::: Given text :::
Which customers prefer to engage with a brand via mobile device and social apps, and which prefer email? Which wording in a post or email is most likely to resonate with a specific customer demographic? What’s the optimal time to send a message to a particular customer segment to yield the highest open rate? Which customers are likeliest to act upon information about ethically sourced product ingredients, for example?
By gathering and making sense of vast amounts of data from various points in the customer journey (loyalty and point-of-sale systems, web site clicks, email open rates, etc.) as well as sources such as social media platforms, AI is helping beauty brands answer questions like these. Then, with a more sophisticated understanding of their customers, markets and the trends driving them, they’re able to put a finer point on the hyper-personalized, hyper-localized customer experiences and journeys that drive customer engagement and loyalty. Not only can the combination of generative AI and agentic AI collect, correlate and analyze all that data, internal and external, structured and unstructured, it also can make highly specific and segmented recommendations, and even autonomously take action itself based on what it learns.
AI’s impact on a beauty brand’s marketing program can be substantial. By freeing data from siloed systems, then applying intelligent analysis and predictive tools to it, the luxury beauty brand Molton Brown, for example, has seen a 5x increase in revenue from email, a 20-25% increase in email open rates without increasing unsubscribes, and a 20% uplift in repeat purchases.
::: Dataset content :::
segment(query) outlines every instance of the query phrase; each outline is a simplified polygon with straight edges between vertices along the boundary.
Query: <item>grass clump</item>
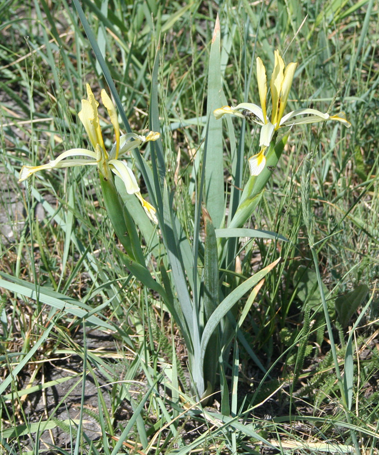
:::
▶ Things to do:
#1 In the passage on AI in beauty marketing, how much has Molton Brown's revenue from email increased?
#2 From the passage on AI in beauty marketing, return the part starting with "AI’s impact on" and going on through "in repeat purchases.", copied word for word.

▶ Solutions to the tasks:
#1 Fivefold (a 5x increase).

#2
AI’s impact on a beauty brand’s marketing program can be substantial. By freeing data from siloed systems, then applying intelligent analysis and predictive tools to it, the luxury beauty brand Molton Brown, for example, has seen a 5x increase in revenue from email, a 20-25% increase in email open rates without increasing unsubscribes, and a 20% uplift in repeat purchases.